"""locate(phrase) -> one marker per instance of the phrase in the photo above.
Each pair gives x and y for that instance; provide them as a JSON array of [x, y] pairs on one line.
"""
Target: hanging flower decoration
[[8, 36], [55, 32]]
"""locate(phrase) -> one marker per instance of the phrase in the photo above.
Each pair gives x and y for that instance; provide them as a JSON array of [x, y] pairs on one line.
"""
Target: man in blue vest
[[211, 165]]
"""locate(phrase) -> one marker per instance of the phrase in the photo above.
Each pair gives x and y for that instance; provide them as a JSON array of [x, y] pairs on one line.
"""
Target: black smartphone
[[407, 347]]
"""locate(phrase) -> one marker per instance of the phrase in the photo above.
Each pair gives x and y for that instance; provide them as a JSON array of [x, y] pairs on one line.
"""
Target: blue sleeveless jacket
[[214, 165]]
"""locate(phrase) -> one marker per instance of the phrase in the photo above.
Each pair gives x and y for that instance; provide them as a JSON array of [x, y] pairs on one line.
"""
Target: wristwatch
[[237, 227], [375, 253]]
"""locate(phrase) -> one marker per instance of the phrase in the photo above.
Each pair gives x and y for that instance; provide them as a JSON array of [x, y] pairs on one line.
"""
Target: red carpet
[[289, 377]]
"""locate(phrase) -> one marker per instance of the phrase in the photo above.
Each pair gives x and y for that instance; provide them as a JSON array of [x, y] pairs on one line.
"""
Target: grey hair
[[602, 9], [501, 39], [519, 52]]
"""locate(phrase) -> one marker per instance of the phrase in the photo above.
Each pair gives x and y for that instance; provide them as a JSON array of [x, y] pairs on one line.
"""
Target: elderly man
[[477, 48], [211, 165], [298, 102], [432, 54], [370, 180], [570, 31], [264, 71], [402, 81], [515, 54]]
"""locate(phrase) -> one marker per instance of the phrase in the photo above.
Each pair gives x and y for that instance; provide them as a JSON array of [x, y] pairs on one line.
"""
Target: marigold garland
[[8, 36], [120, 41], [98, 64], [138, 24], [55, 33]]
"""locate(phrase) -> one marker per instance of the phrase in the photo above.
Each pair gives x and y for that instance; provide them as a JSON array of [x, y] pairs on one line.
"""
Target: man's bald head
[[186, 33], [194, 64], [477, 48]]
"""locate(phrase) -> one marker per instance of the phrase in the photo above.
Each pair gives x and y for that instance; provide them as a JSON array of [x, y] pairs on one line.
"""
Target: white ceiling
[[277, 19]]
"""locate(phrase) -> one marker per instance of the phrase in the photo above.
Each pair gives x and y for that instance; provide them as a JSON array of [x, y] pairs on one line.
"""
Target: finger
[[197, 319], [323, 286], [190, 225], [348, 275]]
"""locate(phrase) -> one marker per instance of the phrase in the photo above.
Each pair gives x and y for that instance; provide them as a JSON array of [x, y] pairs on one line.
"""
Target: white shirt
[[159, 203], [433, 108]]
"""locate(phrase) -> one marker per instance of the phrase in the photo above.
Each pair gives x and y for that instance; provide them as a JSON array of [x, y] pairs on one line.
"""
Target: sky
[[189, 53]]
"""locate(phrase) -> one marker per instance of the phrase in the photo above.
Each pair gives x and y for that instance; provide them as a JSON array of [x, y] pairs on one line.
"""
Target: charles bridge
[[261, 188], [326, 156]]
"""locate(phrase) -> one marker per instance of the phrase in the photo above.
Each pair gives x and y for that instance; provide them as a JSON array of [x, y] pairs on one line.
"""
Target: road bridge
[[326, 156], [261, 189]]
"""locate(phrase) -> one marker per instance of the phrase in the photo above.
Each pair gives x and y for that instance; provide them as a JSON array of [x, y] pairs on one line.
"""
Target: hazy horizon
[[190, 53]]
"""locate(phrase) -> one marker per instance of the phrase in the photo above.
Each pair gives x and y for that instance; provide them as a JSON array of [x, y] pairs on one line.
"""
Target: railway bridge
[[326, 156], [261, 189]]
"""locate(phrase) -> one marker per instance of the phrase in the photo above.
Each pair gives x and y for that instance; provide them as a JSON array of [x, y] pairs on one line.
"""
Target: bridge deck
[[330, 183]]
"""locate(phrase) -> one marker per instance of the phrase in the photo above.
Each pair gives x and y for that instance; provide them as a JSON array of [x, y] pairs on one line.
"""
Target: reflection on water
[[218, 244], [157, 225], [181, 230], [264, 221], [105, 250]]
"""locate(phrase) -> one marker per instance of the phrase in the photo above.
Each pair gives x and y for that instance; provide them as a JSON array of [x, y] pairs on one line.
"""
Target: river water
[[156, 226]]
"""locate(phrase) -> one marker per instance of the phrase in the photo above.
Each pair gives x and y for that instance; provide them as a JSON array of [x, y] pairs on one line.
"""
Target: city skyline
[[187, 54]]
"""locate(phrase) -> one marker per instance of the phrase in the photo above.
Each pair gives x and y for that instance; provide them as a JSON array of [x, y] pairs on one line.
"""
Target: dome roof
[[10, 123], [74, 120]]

> _The problem_
Quote every entry exactly.

> _Complete answer_
"""locate(phrase) -> one marker per instance of the phrase in the photo above.
Each pair gives x and y for that instance; provide them as a JSON array of [x, y] pairs on one line.
"""
Target: hanging flower decoration
[[8, 36], [55, 32]]
"""locate(phrase) -> one marker per instance of the phrase in the photo above.
Each pair gives x and y for that instance; provide them as a JSON array of [x, y] pairs on one line.
"""
Target: man in blue vest
[[211, 165]]
"""locate(phrase) -> one marker per instance of the phrase in the photo above.
Each pair gives x and y for that instance; provide them as a JSON array of [x, y] pairs on one line.
"""
Target: black smartphone
[[407, 347]]
"""locate(phrase) -> one marker per instance of the phrase in the photo above.
Each pair gives x and y for that instance; provide them as a JSON array of [x, y] pairs on one line.
"""
Target: blue sleeveless jacket
[[214, 165]]
"""locate(phrase) -> one marker per instance of the phrase in the photo above.
Each pair gives x and y for that instance; provide them as a JSON array of [x, y] pairs on one line.
"""
Target: wristwatch
[[237, 227], [375, 253]]
"""locate(phrase) -> one marker per instance of the phrase in the photo above.
Each pair gives x and y for that instance; provide them as a JSON array of [x, y] pairs on one line.
"""
Target: red carpet
[[289, 377]]
"""locate(phrase) -> one marker per instance of the phrase in the photo above.
Each pair gives x and y for that instance; provide them as a JSON array of [x, y] pairs on one line.
"""
Target: grey hair
[[602, 9], [501, 39], [519, 52]]
"""locate(phrase) -> one marker per instance of the phrase in the photo above.
Each pair gives x and y for that instance; provide them as a JSON array of [x, y] pairs on one line.
"""
Target: elderly man
[[477, 48], [211, 165], [298, 102], [432, 54], [370, 180], [570, 31], [264, 71], [402, 81], [515, 54]]
"""locate(phrase) -> one marker per instance of the phrase in the photo above.
Each pair gives x and y for that instance; provide them as a JSON array of [x, y] pairs on one line.
"""
Target: marigold garland
[[8, 36], [120, 41], [98, 64], [138, 24], [55, 33]]
"""locate(phrase) -> one marker per instance of the phrase in the photo above.
Each pair gives x and y for that instance; provide them as a JSON array of [x, y] pairs on one line.
"""
Target: man's bald head
[[186, 33], [194, 64], [477, 48]]
"""locate(phrase) -> one marker per instance of the phrase in the photo above.
Each pair gives x and y for that instance; provide them as a JSON array of [x, y] pairs on one line.
"""
Target: white ceiling
[[277, 19]]
"""locate(phrase) -> one marker per instance of the phrase in the photo above.
Each pair gives x and y for that instance; provide them as a JSON array of [x, y] pairs on one line.
"""
Target: finger
[[197, 319], [323, 286], [190, 225], [348, 275]]
"""locate(phrase) -> one marker per instance of the phrase in the photo above.
Each pair gives x and y for that instance; provide them as a JSON array of [x, y] pairs on one line.
"""
Target: white shirt
[[159, 203], [433, 108]]
"""locate(phrase) -> one marker per instance of the phrase in the photo above.
Each pair gives x and y for that instance; provide them as a JSON array of [x, y] pairs on one line.
"""
Target: sky
[[189, 53]]
"""locate(phrase) -> one marker per instance of the phrase in the photo above.
Each pair gives x and y for that instance; provide them as a JSON array of [x, y] pairs on one line.
"""
Target: charles bridge
[[261, 188], [326, 156]]
"""locate(phrase) -> one marker per instance of the phrase in the photo above.
Each pair gives x and y for that instance; provide them as a JSON array of [x, y] pairs on one line.
"""
Target: road bridge
[[326, 156], [261, 189]]
"""locate(phrase) -> one marker per instance of the phrase in the photo above.
Each pair gives x and y for that instance; provide them as a JSON array of [x, y] pairs on one line.
"""
Target: hazy horizon
[[190, 53]]
"""locate(phrase) -> one marker per instance of the phrase in the photo above.
Each pair gives x and y for that instance; provide them as a JSON array of [x, y] pairs on one line.
"""
Target: railway bridge
[[326, 156], [261, 189]]
"""locate(phrase) -> one marker per instance of the phrase in the photo above.
Each pair gives x and y for that instance; provide them as a JSON array of [x, y] pairs on one line.
"""
Target: bridge deck
[[330, 183]]
"""locate(phrase) -> one marker per instance of the phrase in the photo above.
Each pair gives x and y for that instance; provide them as a JSON array of [x, y] pairs on one line.
"""
Target: reflection on water
[[218, 244], [157, 225], [181, 230], [264, 221], [105, 250]]
"""locate(phrase) -> one marker per instance of the phrase in the photo above.
Each pair gives x and y for that instance; provide them as a JSON array of [x, y] pairs on one line.
"""
Target: river water
[[156, 226]]
"""locate(phrase) -> one marker per instance of the phrase in the photo above.
Each pair gives x and y for that instance; provide them as a JSON array of [x, y] pairs on one line.
"""
Target: city skyline
[[187, 54]]
"""locate(phrase) -> one marker per instance of the phrase in the photo above.
Each pair gives x and y for that instance; provide them as a JSON array of [x, y] pairs on one line.
"""
Target: dome roof
[[10, 123], [74, 120]]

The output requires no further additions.